Page extract Start Marker
Copy number variation made determining the positional homology of repeats problematic, so the following were edited from the ITS1 alignment: the 3′-copy of two 5′-subrepeats present in two clones each from An. irenicus and An. farauti, the 5′-copy of the core repeats, and the 3′-copy of the 67-bp repeat from An. irenicus and An. farauti. Two tandem copies of the 21-bp and terminal length variation at the 5′-end of the spacer, from a 6-bp overlap in An. farauti 6, were also removed. Finally, all length variation was removed from a GTn dinucleotide repeat that was highly variable within individuals and populations.
Page extract End Marker
Excerpted records Start Marker
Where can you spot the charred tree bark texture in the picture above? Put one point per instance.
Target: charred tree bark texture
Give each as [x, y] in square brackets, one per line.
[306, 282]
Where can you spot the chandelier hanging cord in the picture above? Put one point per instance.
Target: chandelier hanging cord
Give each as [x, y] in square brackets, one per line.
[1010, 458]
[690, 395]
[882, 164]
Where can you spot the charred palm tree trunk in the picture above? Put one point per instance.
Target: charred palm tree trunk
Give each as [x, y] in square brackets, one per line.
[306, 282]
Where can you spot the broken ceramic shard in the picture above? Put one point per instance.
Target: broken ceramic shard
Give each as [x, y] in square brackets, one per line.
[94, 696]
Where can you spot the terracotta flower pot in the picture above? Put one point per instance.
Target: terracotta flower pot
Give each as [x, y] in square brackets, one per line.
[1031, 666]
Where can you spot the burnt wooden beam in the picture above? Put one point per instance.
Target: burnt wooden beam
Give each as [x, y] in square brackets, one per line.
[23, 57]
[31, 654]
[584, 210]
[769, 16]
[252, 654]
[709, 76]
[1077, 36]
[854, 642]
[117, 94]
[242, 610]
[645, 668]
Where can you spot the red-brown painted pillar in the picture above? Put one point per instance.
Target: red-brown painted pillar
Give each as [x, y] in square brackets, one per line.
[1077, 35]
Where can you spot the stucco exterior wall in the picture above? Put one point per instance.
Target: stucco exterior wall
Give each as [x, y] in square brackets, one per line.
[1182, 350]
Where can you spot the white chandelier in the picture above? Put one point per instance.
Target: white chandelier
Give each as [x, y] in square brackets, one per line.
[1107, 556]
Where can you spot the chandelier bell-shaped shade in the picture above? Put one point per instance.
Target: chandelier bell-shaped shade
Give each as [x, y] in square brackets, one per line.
Excerpted records End Marker
In the ITS1 alignment passage above, what made it problematic to determine the positional homology of repeats?

Written response
Copy number variation.